*Your instructions:*
What is needed here is each entry reproduced exactly, without its pictures.

[Point localization data]
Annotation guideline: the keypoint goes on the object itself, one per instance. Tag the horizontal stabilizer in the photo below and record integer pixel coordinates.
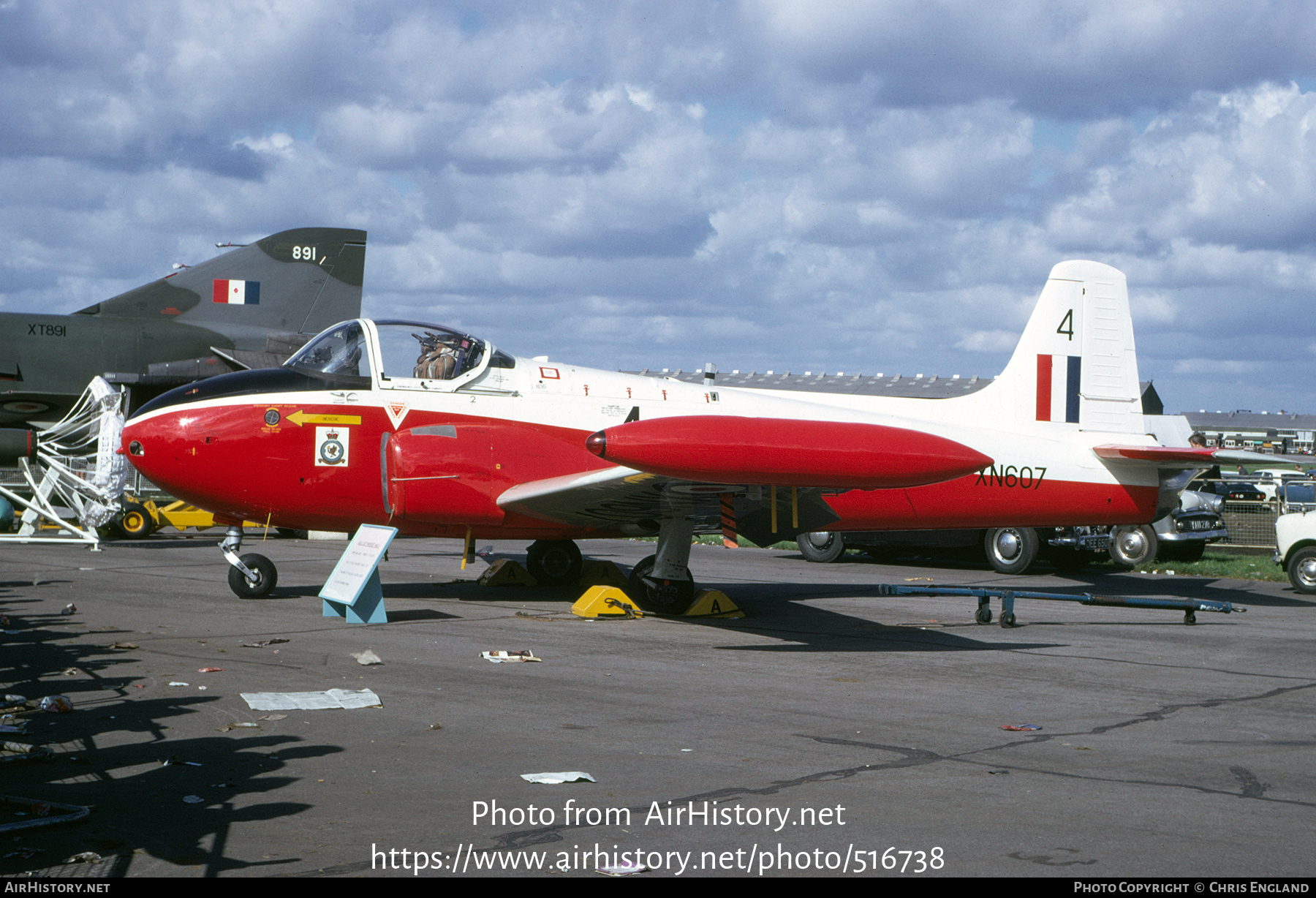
(1200, 457)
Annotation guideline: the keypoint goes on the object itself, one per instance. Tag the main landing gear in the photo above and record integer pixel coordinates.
(554, 562)
(250, 577)
(662, 582)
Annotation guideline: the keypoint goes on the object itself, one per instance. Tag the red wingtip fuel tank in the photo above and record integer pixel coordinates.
(724, 449)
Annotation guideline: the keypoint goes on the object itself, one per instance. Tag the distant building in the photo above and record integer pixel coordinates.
(1274, 432)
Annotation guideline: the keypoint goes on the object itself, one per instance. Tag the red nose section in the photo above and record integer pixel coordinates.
(782, 452)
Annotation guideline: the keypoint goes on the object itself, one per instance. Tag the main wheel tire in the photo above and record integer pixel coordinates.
(670, 597)
(136, 521)
(1011, 549)
(1133, 546)
(1302, 570)
(822, 547)
(554, 562)
(268, 577)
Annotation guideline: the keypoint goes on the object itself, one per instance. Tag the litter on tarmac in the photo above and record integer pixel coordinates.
(557, 779)
(499, 657)
(333, 698)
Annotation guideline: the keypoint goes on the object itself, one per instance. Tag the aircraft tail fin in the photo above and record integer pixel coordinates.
(1075, 363)
(298, 281)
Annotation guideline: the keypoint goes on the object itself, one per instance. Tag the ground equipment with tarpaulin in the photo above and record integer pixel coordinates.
(72, 473)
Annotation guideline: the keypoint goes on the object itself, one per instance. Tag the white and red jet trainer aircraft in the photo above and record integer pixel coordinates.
(440, 434)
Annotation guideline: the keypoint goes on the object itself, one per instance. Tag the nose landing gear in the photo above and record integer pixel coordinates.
(250, 577)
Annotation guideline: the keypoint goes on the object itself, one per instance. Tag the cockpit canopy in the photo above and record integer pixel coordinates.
(398, 353)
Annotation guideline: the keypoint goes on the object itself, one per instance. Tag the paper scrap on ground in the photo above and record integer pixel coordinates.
(556, 779)
(335, 698)
(499, 657)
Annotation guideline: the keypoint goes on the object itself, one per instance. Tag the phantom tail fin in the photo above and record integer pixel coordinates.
(294, 282)
(1075, 363)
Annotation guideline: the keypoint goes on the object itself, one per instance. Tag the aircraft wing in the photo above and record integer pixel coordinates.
(600, 498)
(633, 502)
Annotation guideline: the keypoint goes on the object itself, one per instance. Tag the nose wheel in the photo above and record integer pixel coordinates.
(250, 577)
(258, 580)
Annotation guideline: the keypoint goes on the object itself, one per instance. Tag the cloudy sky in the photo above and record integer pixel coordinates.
(790, 186)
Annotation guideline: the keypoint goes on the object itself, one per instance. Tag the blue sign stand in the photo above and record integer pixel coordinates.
(353, 590)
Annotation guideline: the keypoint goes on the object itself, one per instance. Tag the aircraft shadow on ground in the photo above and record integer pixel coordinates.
(137, 799)
(1089, 580)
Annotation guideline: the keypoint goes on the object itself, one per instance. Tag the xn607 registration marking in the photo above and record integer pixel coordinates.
(1011, 477)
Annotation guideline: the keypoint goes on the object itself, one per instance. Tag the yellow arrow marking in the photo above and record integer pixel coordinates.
(300, 418)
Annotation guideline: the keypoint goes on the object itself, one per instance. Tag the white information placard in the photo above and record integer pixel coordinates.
(357, 564)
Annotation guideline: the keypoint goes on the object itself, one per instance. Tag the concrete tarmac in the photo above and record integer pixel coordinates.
(829, 733)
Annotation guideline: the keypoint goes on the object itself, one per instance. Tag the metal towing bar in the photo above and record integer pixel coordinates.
(1007, 600)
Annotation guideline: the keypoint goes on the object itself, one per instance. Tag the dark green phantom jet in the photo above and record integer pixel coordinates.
(250, 307)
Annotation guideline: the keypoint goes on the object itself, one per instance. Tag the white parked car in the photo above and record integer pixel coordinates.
(1296, 535)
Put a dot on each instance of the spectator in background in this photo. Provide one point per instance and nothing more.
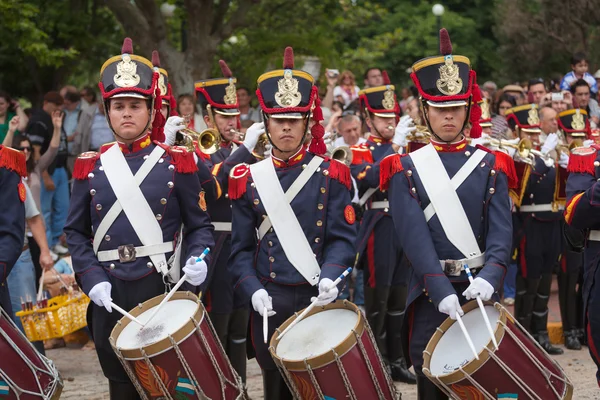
(8, 109)
(582, 99)
(536, 89)
(346, 92)
(579, 70)
(55, 188)
(247, 112)
(88, 98)
(373, 77)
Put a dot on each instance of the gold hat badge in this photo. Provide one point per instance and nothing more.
(578, 123)
(449, 82)
(126, 75)
(287, 94)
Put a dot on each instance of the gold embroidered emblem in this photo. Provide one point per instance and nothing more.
(388, 99)
(449, 82)
(230, 94)
(161, 84)
(578, 123)
(126, 75)
(287, 94)
(533, 118)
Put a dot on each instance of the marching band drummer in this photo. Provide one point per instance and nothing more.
(380, 256)
(442, 228)
(302, 245)
(128, 204)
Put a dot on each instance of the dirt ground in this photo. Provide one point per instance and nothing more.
(83, 378)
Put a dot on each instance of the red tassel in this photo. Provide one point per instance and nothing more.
(340, 172)
(506, 164)
(13, 160)
(583, 163)
(388, 167)
(84, 164)
(238, 181)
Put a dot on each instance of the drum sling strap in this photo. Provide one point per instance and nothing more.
(445, 201)
(282, 216)
(132, 202)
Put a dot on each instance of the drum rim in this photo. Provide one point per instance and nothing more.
(472, 366)
(162, 345)
(327, 357)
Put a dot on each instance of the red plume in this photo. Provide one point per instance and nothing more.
(155, 59)
(225, 69)
(127, 46)
(288, 58)
(445, 43)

*Output below:*
Annotation guideline: the keypoint goes on the object itself, one per instance. Tag the horizontal stabilizer in the photo below and record integer pixel coordinates.
(1200, 457)
Annotation guideline: the keypoint goes on the object itself, one per instance. Tag the main landing gear in the photo above and record integer pixel coordinates.
(554, 562)
(250, 577)
(662, 582)
Annotation guideline: the keypoint goes on the object itself, one per instance. Tag the red wingtip fuel tank in the photo above and record integer pixel coordinates.
(724, 449)
Annotation guideline: the keypoint goes on the object itself, one per instance. Tag the distant building in the photo above and record integer pixel coordinates.
(1274, 432)
Annotation guideline: the keypoint goes on the object itself, one per instance. Tag the red nose section in the photo above and record integer pixel coordinates.
(782, 452)
Annotation guideline: the keypoint goes on the object itself, one per instance. Tag the main wheel tire in the photo above and record integer pixel coordinates.
(670, 597)
(136, 521)
(1011, 549)
(1133, 546)
(1302, 570)
(822, 547)
(554, 562)
(268, 577)
Annotation guideline: the keypoint goes on the object itself, one per instance. Tag the litter on tarmac in the photo above and record integer pixel coordinates.
(557, 779)
(499, 657)
(333, 698)
Annotation guideline: the keypoint goes on the object itself, one per instance. Tag the aircraft tail fin in the photo above and record integer pixel coordinates.
(1075, 363)
(298, 281)
Annotation guideline: the keypoint goes on the object itself, one per instance. Tag the ground equipment with tarpaulin in the photo above and record integer pixel coordinates.
(72, 473)
Annotation guideline: the keypoint goes on the object itself, one per instance. Tag the white and red jet trainer aircraft in the photo above and record integer pixel coordinates.
(440, 434)
Annotation guideline: the keypoint goes on the object itself, one per instance. Tag the nose landing gear in the photo above and record integer pixel coordinates.
(250, 577)
Annotation guideline: the keypoint goes on the object itself, one per instance. Tag the cockpit canopy in the photo above and record integer pixel coordinates.
(398, 353)
Annotation guideline: the keypoint goes on the object itself, one per instance. Tag the paper scrap on ground in the photo above and record integer pixel coordinates.
(556, 779)
(335, 698)
(499, 657)
Annotation guideline: the keypoint goes on the object itself, one per instance. Tag the phantom tail fin in the photo above and record integer pixel coordinates.
(294, 282)
(1075, 363)
Annotation guideline: the keypoint goes on the object itself, one per instance. Tag the aircraft wing in the photo above and record integer pixel coordinates.
(600, 498)
(633, 502)
Annotation guideline: the keypoint goes on the object itself, one per instance. Tag the nose wheel in the photo above and record integer pixel coordinates.
(250, 577)
(258, 580)
Annotation guideline: the keypoint goes on the object itself, one per instance. Tag the cloudy sky in the photo above and record integer pixel coordinates.
(790, 186)
Annotation guideline: the keypoint goes on the object itself, one per instance. Tag the blue sign stand in the photo above and record integer pixel coordinates.
(353, 590)
Annotation guideline: the keypoint goes on the object itself, one per instance. Tag the aircraft shadow on ground in the photo above and record integer pixel coordinates.
(137, 799)
(1089, 580)
Annotation guideline: the keypoint goes on the object itself, one per instance. Tag the xn607 registration marking in the photo above and record integer pixel coordinates.
(1011, 477)
Annotation guideline: the keypoint goes on the object itself, one per instance. Tag the yellow arrow marking in the photo above and record integer pixel coordinates.
(300, 418)
Annotation guideline: the keypoint goes on the object itself, one per instance. Tag the white information placard in the photo above and record integer pixel coordinates.
(357, 564)
Annotation guideline: the keypoint goes on the object itself, one per instance. Tag the concrete tarmac in the photo above and record integer pixel coordinates.
(829, 733)
Annotation guideline: the keypoint goes on the object itself, one per instance. Tag the metal towing bar in the photo above and record integer pixel coordinates.
(1007, 600)
Annotation guideline: the keypoint goes on the object itself, one per instance. Tag the dark green phantom jet in the photo above and record integer pixel coordinates.
(250, 307)
Annotation guideline: the keypoint goes on the object itself, one per instance. Tag the white parked car in the photo above and record integer pixel coordinates.
(1296, 535)
Put a dot on each instance of the spectator in background in this photo. Provide one point per instance and nothing more.
(8, 109)
(582, 99)
(536, 89)
(346, 92)
(579, 70)
(55, 188)
(247, 112)
(88, 98)
(373, 77)
Put a dot on each instance of the gold hat badge in this photo. Provide one point per instance and nothing more.
(578, 123)
(449, 82)
(126, 75)
(287, 94)
Put a dot on each instance of the gold embroidered emblem in this photo. Provide one point per instance and nothing more.
(388, 99)
(449, 82)
(230, 94)
(161, 84)
(578, 123)
(126, 75)
(287, 94)
(533, 118)
Put a dot on each instance of the marching band drummer in this photo. Provide one point per instance and nothing more.
(380, 256)
(442, 228)
(302, 245)
(128, 204)
Put a dot on each instance of the dirt ground in this photo. Provide one point per instance and nothing more.
(83, 378)
Put a dot on each instance of the red tassel in this photo. Provide one point per instance and nothing more.
(340, 172)
(506, 164)
(13, 160)
(583, 163)
(388, 167)
(84, 164)
(238, 181)
Put a dot on each instance of the drum sling strap in this photo. Provide one point per instance and nothing more.
(445, 201)
(282, 216)
(132, 202)
Put a dot on each instance of the drum rim in this photo. Provide one point per instance and nothing more.
(472, 366)
(162, 345)
(327, 357)
Put a dot on each instance of the red plume in this photo. Provide one point per instance and nothing more.
(155, 59)
(225, 69)
(127, 46)
(288, 58)
(445, 43)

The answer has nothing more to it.